아래 데이터에서 "dragon"라는 단어가 들어 있는 줄을 빠짐없이 추출하세요.

(데이터셋에 포함된 기록)
━━━━

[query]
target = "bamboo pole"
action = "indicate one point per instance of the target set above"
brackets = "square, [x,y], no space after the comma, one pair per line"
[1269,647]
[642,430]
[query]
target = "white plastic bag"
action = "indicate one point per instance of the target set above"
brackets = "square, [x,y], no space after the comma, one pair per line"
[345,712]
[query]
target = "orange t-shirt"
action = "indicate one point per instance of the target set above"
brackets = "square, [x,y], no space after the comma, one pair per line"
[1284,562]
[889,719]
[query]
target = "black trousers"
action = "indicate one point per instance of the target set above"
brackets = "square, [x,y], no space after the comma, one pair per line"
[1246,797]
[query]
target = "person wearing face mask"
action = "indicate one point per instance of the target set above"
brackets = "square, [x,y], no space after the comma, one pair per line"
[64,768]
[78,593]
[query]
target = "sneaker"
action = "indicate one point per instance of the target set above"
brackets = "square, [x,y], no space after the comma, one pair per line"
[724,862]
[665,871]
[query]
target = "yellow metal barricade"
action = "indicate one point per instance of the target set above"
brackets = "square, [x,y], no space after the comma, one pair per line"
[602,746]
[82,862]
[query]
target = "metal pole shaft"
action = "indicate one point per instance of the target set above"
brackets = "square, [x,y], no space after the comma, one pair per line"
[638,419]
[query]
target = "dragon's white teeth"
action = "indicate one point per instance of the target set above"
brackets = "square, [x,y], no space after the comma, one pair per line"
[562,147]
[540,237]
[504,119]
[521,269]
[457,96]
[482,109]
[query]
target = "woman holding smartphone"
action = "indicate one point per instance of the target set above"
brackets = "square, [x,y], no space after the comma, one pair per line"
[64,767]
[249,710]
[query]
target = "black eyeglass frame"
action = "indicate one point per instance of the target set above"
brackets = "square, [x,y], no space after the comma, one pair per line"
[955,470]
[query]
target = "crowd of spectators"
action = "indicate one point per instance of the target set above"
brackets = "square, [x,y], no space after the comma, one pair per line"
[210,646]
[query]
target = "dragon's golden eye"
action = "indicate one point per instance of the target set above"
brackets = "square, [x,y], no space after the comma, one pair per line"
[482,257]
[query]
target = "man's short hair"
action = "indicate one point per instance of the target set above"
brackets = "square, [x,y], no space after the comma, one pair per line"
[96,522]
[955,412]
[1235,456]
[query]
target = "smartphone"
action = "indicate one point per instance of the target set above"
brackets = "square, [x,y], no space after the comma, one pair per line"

━━━━

** 실습 결과 **
target = "dragon's white teeth"
target = "dragon's golden eye"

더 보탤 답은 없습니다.